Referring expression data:
========================

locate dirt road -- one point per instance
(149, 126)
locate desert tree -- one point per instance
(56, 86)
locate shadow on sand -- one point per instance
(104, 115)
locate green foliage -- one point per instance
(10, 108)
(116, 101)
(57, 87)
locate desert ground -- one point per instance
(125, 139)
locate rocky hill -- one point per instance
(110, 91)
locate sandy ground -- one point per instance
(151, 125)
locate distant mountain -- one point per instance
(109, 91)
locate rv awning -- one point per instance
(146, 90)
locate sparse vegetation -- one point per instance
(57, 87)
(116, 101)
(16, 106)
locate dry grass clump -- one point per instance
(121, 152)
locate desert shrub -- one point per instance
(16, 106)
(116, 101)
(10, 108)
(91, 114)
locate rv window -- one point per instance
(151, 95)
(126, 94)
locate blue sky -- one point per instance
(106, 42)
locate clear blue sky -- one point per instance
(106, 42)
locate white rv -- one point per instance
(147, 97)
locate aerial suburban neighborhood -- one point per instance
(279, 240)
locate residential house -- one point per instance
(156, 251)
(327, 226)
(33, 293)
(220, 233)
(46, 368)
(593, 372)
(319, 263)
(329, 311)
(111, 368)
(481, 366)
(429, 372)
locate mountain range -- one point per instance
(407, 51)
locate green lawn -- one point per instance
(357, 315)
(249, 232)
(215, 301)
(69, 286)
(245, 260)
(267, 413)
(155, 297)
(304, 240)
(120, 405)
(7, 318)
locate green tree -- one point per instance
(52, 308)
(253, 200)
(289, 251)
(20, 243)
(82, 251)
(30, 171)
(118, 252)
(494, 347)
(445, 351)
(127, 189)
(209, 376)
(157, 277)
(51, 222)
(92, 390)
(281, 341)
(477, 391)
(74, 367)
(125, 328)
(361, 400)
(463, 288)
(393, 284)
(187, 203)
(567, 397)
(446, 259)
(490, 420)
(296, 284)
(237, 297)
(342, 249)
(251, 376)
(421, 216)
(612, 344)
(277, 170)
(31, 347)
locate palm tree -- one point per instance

========================

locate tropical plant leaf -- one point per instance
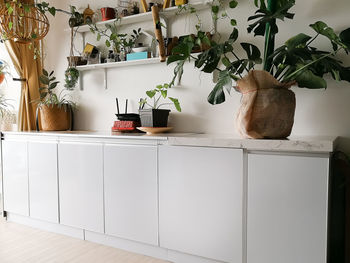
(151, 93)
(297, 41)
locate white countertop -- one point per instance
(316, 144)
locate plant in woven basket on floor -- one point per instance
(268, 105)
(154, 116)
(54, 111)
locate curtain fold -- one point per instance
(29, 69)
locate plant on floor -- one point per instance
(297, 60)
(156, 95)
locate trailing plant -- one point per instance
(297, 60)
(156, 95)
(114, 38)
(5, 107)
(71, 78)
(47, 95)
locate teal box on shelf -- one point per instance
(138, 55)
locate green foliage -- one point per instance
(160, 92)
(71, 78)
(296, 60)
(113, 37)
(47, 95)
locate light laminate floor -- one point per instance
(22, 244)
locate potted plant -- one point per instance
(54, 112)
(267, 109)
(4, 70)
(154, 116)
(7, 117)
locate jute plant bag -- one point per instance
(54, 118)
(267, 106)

========================

PROBLEM DETAILS: Once you find the line with "locate residential house" in the entries above, output it and each line after it up to and including the line with "locate palm tree -- one point per instance", and nothing else.

RESULT FOR THIS TASK:
locate residential house -- one point per instance
(156, 251)
(327, 226)
(33, 293)
(220, 233)
(46, 368)
(593, 372)
(319, 263)
(329, 311)
(111, 368)
(481, 366)
(429, 372)
locate mountain range -- one point per instance
(407, 51)
locate green lawn -- one point per instance
(357, 315)
(249, 232)
(215, 301)
(69, 286)
(245, 260)
(267, 413)
(155, 297)
(304, 240)
(120, 405)
(7, 318)
locate green tree -- one point per instance
(52, 308)
(253, 200)
(289, 251)
(20, 243)
(82, 251)
(30, 171)
(118, 252)
(494, 347)
(445, 351)
(127, 189)
(209, 376)
(157, 277)
(51, 222)
(92, 390)
(281, 341)
(477, 391)
(74, 367)
(125, 328)
(361, 400)
(463, 288)
(393, 284)
(187, 203)
(567, 397)
(446, 259)
(490, 420)
(296, 284)
(237, 297)
(342, 249)
(251, 376)
(421, 216)
(612, 344)
(277, 170)
(31, 347)
locate palm tree -- one point per instance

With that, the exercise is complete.